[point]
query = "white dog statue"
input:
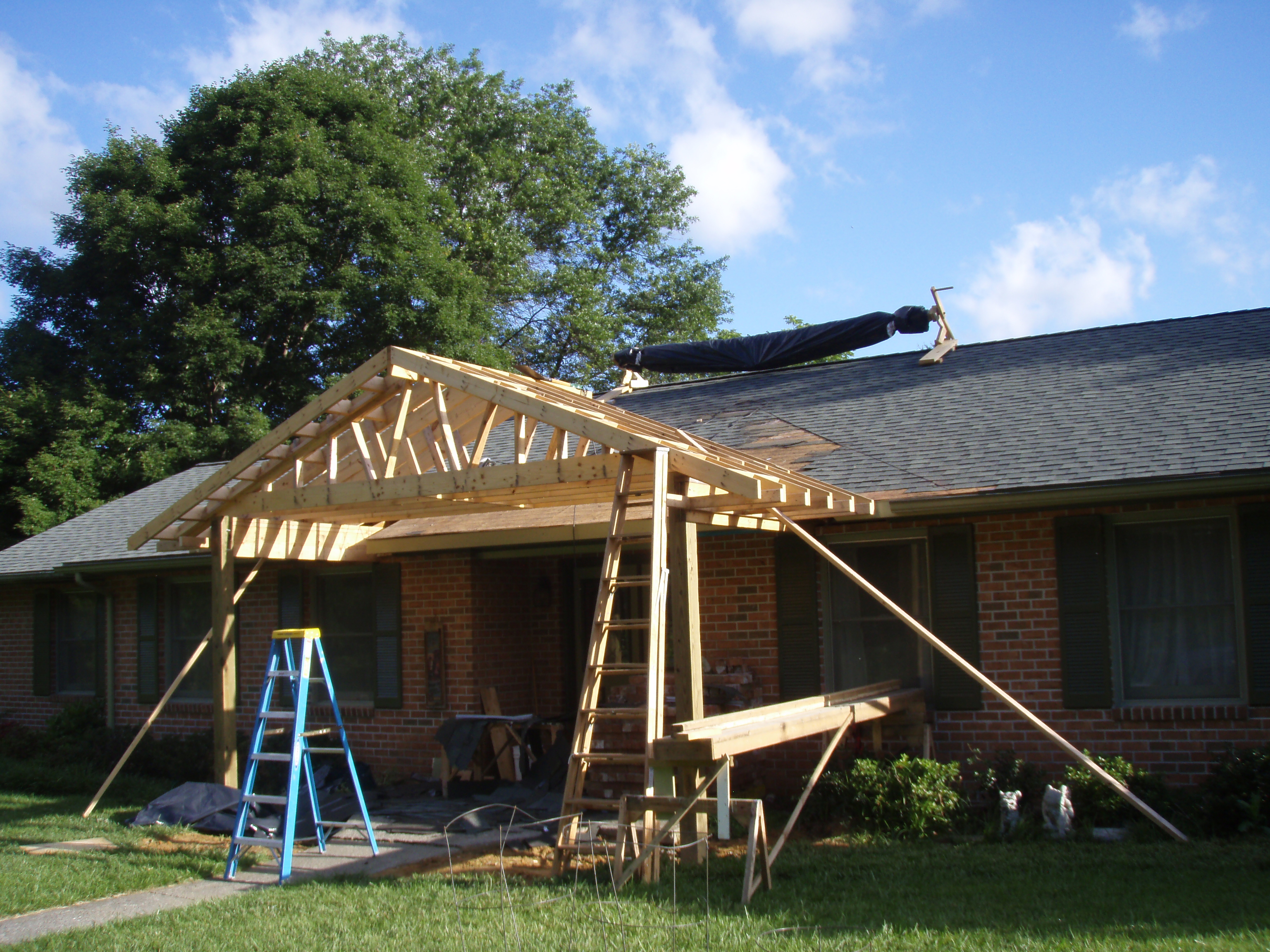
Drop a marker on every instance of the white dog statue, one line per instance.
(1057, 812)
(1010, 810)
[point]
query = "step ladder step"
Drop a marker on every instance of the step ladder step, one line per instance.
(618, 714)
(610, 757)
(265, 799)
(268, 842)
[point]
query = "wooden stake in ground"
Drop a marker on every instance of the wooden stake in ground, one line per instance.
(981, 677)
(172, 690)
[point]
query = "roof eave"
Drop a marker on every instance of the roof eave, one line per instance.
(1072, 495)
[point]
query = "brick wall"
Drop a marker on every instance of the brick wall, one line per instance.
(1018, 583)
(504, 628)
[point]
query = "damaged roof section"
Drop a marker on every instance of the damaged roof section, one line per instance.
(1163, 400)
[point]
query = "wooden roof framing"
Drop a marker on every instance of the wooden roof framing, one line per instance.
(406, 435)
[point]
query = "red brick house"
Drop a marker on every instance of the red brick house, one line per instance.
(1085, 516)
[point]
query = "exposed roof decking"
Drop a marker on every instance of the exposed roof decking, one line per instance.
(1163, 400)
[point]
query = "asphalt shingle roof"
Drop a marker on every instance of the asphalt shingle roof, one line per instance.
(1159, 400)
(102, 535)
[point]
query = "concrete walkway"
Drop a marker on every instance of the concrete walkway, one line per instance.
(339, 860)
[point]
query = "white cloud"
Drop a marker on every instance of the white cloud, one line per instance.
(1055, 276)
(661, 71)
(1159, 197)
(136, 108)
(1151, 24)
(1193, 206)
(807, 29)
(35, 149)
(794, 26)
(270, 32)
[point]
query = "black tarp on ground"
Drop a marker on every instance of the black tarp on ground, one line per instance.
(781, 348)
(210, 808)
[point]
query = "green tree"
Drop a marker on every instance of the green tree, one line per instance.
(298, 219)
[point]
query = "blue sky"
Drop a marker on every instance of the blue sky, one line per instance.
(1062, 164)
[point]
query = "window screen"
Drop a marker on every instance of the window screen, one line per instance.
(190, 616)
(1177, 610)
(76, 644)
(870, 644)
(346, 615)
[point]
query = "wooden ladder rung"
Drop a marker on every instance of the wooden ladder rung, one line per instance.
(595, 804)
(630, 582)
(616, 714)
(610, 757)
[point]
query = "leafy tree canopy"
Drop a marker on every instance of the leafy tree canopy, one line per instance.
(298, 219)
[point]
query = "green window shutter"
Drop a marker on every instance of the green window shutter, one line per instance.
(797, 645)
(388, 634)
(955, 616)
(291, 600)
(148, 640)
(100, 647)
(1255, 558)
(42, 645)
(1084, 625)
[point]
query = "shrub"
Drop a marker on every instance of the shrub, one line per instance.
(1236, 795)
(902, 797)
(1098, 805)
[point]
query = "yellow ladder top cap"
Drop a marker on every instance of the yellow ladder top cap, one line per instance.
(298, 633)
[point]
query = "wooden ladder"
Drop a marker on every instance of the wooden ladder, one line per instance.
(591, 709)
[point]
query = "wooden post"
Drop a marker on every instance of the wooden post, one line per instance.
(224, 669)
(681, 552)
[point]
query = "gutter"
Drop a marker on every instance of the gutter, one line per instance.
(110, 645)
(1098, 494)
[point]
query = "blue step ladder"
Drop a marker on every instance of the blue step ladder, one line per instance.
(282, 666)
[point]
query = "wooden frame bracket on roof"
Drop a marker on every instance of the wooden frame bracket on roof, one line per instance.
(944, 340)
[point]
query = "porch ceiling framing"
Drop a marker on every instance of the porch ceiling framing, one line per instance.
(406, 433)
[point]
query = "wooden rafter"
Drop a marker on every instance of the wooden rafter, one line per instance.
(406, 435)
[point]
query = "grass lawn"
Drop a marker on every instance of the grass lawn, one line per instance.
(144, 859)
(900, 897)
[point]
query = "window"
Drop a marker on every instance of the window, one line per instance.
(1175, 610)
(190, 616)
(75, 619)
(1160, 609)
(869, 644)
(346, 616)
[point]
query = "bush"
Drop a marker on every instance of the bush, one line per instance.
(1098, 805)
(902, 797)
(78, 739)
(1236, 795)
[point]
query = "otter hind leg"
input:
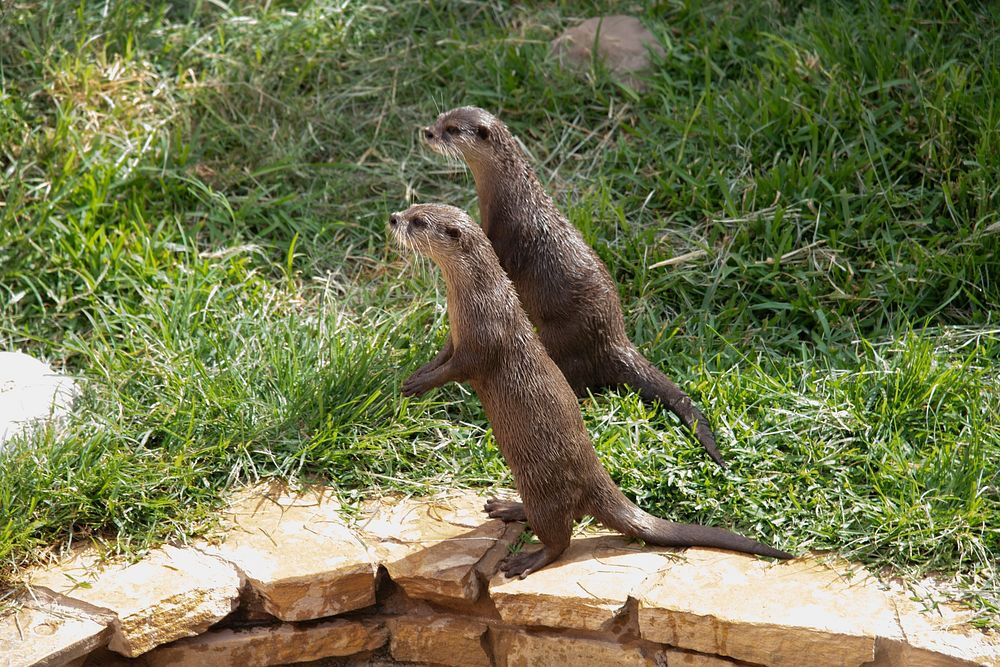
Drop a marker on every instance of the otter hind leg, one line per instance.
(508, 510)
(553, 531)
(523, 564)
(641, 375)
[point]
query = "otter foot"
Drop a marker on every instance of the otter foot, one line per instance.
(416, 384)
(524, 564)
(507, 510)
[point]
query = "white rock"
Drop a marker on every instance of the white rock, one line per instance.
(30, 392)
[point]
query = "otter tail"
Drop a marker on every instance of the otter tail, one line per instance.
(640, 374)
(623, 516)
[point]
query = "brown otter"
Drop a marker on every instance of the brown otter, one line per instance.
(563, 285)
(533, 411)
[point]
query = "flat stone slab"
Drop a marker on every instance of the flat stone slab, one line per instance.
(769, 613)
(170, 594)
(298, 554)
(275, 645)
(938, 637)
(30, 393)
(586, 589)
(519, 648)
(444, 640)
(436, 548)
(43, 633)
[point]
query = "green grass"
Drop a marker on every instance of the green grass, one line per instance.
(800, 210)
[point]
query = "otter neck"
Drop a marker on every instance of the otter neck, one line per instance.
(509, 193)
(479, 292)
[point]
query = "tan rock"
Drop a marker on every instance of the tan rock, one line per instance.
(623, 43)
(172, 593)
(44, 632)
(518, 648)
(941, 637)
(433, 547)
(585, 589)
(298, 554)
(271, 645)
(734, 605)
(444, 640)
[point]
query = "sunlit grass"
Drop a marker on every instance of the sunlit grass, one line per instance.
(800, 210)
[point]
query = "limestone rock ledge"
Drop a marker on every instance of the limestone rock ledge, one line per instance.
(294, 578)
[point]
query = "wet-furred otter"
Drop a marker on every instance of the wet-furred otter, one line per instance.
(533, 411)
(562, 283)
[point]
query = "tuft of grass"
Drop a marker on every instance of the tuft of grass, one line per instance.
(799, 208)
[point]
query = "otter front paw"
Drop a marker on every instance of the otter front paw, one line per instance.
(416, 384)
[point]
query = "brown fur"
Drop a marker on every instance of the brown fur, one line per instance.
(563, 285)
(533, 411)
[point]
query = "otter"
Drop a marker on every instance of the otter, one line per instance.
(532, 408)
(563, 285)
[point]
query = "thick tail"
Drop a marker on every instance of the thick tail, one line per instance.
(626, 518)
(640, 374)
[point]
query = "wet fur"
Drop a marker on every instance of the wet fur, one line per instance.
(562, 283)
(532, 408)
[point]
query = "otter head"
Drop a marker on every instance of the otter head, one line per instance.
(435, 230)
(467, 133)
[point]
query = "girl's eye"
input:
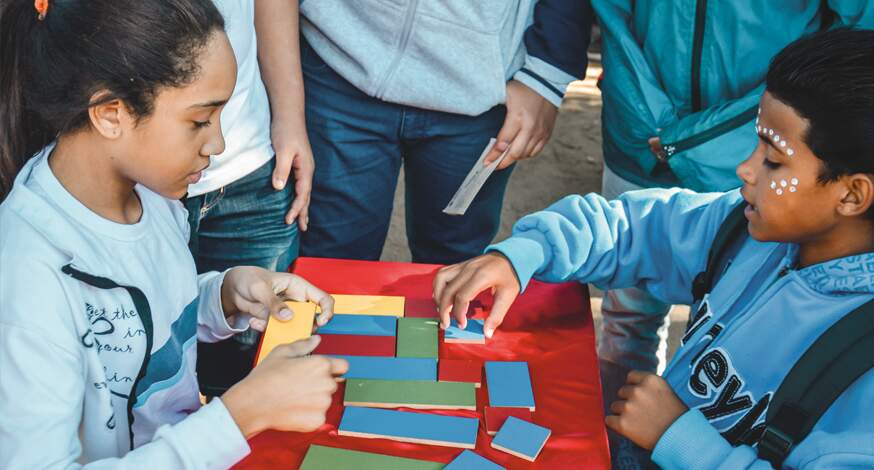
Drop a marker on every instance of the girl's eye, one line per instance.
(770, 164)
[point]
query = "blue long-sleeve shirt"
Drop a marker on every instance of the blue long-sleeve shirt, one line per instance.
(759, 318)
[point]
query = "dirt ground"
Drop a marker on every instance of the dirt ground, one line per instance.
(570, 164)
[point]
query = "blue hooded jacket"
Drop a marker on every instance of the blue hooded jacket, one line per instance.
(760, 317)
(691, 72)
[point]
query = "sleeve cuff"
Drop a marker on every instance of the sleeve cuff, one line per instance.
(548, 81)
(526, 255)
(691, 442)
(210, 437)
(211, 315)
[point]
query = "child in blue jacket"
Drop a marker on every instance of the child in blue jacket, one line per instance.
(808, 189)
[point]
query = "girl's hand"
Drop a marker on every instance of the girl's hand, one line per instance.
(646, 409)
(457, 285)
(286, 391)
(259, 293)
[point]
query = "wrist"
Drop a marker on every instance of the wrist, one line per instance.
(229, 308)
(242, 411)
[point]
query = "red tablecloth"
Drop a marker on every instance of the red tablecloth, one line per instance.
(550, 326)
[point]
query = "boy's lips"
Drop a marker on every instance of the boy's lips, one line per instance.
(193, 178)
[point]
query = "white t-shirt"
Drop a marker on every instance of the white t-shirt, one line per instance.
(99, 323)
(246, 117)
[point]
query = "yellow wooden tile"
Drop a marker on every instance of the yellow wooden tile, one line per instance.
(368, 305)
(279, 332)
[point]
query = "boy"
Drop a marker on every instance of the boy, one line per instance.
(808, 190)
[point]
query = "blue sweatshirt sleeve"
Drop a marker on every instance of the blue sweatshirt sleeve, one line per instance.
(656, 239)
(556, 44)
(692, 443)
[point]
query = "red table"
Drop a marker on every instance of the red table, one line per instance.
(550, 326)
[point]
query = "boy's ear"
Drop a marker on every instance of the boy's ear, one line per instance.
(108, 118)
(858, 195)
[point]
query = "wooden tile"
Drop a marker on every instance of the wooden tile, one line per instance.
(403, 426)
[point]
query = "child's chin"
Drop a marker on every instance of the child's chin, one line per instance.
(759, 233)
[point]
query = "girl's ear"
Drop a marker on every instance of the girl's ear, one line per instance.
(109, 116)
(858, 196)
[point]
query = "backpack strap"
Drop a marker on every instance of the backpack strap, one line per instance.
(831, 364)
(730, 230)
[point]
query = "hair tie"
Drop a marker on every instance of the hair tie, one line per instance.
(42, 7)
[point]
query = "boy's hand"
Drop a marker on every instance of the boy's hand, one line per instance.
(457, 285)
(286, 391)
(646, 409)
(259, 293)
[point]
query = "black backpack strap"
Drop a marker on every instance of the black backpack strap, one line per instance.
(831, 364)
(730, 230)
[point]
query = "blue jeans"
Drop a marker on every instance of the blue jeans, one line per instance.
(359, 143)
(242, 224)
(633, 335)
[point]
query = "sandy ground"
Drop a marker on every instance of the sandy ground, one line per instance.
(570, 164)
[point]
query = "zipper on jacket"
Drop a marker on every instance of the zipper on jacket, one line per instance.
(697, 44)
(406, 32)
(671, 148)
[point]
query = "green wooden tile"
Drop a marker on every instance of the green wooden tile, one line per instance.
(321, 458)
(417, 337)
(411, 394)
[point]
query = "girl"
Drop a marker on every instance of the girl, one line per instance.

◆ ◆ ◆ ◆

— What is expected —
Repeat, character for character, the lines from the one that holds "Drop a marker on every instance of the green wooden" to the final line of the material, inclusive, and no other lines.

— Task output —
Drop a marker on every instance of the green wooden tile, one line per instance.
(321, 458)
(417, 337)
(411, 394)
[point]
query = "girl"
Drop a marker on every instance of the girl, one line per instance.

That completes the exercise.